Natural language region descriptions:
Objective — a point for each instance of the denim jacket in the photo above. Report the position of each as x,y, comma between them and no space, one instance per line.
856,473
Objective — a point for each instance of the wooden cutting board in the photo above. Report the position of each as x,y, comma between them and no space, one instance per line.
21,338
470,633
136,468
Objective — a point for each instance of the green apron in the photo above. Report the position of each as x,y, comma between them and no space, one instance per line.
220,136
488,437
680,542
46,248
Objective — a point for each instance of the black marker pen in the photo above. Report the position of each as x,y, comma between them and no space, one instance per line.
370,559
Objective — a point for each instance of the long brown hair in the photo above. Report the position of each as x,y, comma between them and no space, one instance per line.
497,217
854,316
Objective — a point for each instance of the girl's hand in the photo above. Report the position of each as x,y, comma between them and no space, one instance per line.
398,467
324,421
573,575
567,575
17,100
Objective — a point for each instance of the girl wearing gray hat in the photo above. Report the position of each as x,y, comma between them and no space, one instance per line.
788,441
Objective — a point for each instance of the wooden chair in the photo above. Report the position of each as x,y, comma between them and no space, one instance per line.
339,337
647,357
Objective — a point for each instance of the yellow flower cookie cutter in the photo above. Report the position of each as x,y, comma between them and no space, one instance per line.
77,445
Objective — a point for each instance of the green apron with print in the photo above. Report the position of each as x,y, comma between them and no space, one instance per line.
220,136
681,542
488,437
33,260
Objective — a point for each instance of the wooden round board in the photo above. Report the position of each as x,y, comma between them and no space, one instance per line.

* * *

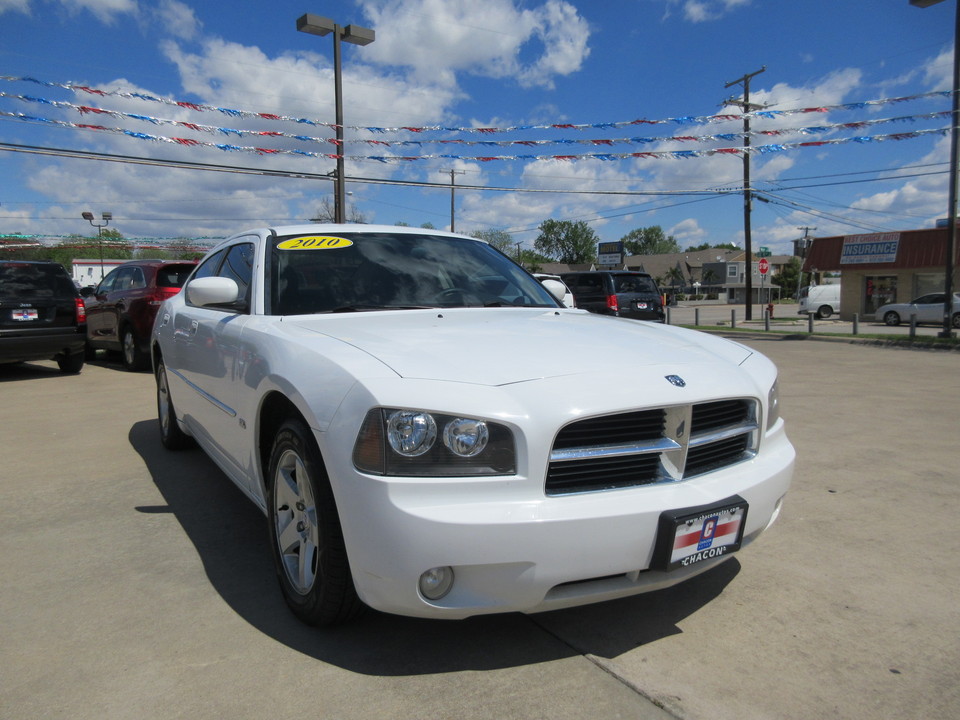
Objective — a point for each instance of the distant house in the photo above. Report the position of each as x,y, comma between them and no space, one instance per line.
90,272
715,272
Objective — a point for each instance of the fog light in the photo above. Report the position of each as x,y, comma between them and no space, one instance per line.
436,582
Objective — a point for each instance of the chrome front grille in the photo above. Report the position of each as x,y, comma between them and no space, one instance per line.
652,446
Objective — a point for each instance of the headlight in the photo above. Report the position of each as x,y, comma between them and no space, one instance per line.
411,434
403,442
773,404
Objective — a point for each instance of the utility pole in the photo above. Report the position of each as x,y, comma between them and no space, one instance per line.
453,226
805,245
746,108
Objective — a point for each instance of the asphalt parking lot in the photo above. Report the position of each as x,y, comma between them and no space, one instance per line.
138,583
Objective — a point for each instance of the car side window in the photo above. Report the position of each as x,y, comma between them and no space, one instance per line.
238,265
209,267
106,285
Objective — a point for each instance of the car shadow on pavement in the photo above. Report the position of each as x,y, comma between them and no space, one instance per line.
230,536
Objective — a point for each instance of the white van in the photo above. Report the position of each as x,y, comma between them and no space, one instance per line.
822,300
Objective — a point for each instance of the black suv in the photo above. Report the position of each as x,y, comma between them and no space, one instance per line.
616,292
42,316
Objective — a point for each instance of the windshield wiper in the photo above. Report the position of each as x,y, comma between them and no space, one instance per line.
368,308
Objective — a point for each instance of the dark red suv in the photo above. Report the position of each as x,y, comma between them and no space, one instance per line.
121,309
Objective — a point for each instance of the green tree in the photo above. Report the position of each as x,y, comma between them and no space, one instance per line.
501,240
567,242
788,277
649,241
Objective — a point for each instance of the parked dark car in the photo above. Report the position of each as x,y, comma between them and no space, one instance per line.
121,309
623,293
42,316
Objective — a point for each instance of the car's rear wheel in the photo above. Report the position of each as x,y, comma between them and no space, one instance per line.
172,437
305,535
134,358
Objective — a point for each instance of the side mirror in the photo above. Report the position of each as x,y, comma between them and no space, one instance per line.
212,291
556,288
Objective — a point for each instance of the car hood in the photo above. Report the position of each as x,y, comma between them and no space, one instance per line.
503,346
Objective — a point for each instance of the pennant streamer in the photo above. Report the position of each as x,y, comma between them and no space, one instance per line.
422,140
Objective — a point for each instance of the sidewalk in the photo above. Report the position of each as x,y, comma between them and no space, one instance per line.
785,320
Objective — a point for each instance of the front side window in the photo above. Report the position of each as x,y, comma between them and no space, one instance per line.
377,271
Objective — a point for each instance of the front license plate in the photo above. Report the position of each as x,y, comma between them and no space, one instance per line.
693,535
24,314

> **WHAT THE TASK REQUIRES**: I'd like the lines above from the one with "green apron with" up to and including the one with "Objective — a point for each instance of the wooden round" copied exactly, with no other lines.

> **WORKED SOLUTION**:
Objective — a point for each instance of the green apron with print in the photo above. Report the position of each as x,y, comma between them and no space, one instance per line.
220,136
681,542
488,437
33,260
Objective — a point for each instance of the wooden round board in the photo above. Report the position of each as x,y, comma between them and no space, one instance per line.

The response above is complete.